-- Goal of the exercise --
Images should be omitted while the rest of the data is duplicated exactly.

-- Task inputs --
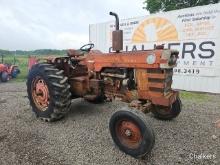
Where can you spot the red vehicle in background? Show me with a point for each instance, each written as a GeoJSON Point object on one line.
{"type": "Point", "coordinates": [8, 72]}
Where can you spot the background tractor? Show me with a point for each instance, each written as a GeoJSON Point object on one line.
{"type": "Point", "coordinates": [143, 79]}
{"type": "Point", "coordinates": [8, 71]}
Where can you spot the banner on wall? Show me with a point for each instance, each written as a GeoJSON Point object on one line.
{"type": "Point", "coordinates": [194, 32]}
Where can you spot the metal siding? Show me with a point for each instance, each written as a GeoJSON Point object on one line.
{"type": "Point", "coordinates": [182, 82]}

-- Response to the task --
Where can you spot the red vehicle in background? Show me with a point for each instance, each written as a GeoJSON Point object on one line.
{"type": "Point", "coordinates": [8, 72]}
Where can you spot the background tractor? Show me with a point for each instance, each written as a GeoJSON Point object on one line.
{"type": "Point", "coordinates": [143, 79]}
{"type": "Point", "coordinates": [8, 71]}
Where can you spot the banner on wall? Show me with a point for each instance, each written as a GeoJSON Point object on one line.
{"type": "Point", "coordinates": [194, 32]}
Where can you spot the metal siding? Show me with a point for each instance, each written as a GeoJSON Point object on one line.
{"type": "Point", "coordinates": [182, 82]}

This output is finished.